Would you transcribe the line that holds "gabled roof and record integer pixel coordinates.", plus every line beneath it through the end of the data, exactly and with nothing added?

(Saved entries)
****

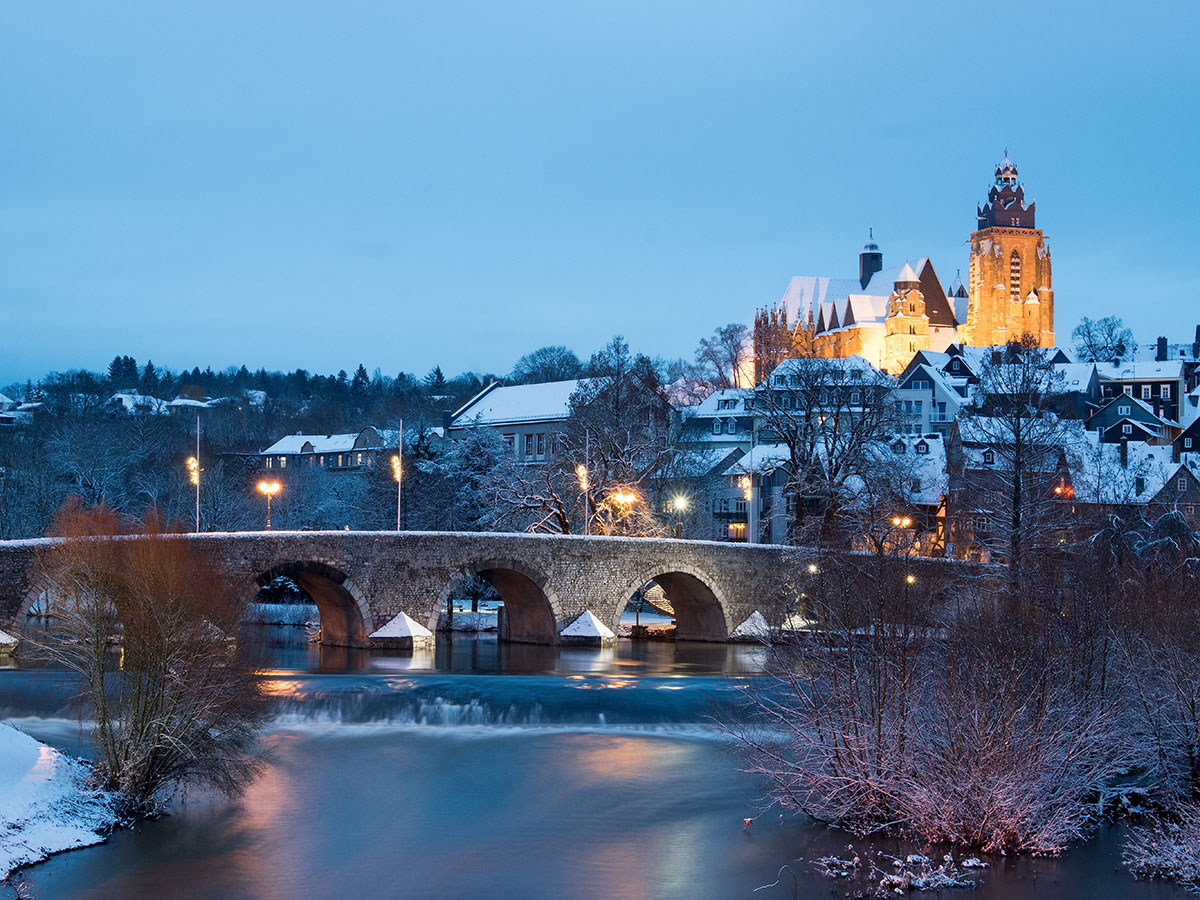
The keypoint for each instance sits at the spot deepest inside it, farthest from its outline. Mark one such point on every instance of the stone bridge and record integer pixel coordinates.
(360, 580)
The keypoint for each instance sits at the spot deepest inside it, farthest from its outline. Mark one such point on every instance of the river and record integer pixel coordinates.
(498, 772)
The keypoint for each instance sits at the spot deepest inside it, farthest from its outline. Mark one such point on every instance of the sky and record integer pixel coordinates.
(415, 184)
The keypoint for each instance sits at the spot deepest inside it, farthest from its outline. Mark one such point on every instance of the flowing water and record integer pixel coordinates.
(497, 772)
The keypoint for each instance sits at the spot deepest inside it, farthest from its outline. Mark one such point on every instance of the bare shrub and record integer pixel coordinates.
(175, 703)
(897, 708)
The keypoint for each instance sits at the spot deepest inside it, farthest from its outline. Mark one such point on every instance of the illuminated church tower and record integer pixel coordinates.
(1011, 292)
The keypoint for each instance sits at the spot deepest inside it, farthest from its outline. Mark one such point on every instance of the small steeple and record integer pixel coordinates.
(870, 259)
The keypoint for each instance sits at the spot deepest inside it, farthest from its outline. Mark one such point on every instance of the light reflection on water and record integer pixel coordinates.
(442, 775)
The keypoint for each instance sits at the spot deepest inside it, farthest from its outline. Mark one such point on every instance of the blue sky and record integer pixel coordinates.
(316, 185)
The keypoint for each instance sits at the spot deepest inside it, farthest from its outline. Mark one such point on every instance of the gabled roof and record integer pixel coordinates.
(1133, 371)
(294, 444)
(513, 405)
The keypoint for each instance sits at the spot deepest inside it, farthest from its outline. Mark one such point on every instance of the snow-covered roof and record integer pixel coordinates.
(712, 406)
(1135, 371)
(586, 624)
(855, 369)
(402, 625)
(293, 444)
(1098, 477)
(510, 405)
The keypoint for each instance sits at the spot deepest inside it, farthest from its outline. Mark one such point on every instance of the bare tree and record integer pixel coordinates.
(546, 364)
(1103, 340)
(177, 705)
(724, 355)
(1009, 460)
(826, 415)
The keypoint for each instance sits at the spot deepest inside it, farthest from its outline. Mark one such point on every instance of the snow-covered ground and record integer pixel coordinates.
(45, 802)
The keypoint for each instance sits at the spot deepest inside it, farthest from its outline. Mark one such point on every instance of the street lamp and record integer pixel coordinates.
(681, 504)
(269, 489)
(581, 473)
(397, 472)
(193, 475)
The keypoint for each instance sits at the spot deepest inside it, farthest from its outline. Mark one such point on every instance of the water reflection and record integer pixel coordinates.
(287, 647)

****

→ ANSWER TO THIS TASK
The keypoint for each instance sits at the spot deepest inside it, farthest from its outline. Mark one such point on every instance of the gabled roof and record integer pixel coordinates.
(1133, 371)
(294, 444)
(513, 405)
The keypoint for each instance sits at the spot deepest inside it, farthest from its outline. Mark one such point on every instance of the snow-covered roof and record integer pixel coordinates.
(712, 406)
(1135, 371)
(586, 624)
(855, 369)
(402, 625)
(293, 444)
(1098, 477)
(510, 405)
The keypoint for each instance sits at the spot deepest inside it, farthest from its outline. Mark one such point on every instance of the bare tree and record integer pixel coordinates.
(546, 364)
(1103, 340)
(177, 705)
(724, 355)
(1009, 460)
(826, 415)
The keypoint for each instance sits at the spot deepest inside it, farthest from its outline. Mark one such point on every instance of the snow-covered ground and record integer pixel coordinates.
(45, 802)
The keypoint for each instance sits at the spot deepest inside it, farthest from its outline. Mark one such point on every instance of the street lamp and record integer pixel coordinates.
(681, 504)
(269, 489)
(581, 473)
(397, 472)
(193, 475)
The keypoint for each instance sits at the spot deepest inside it, farthest from its outline. Mark one such point on every instance of the water reflection and record integer pixel coordinates.
(287, 647)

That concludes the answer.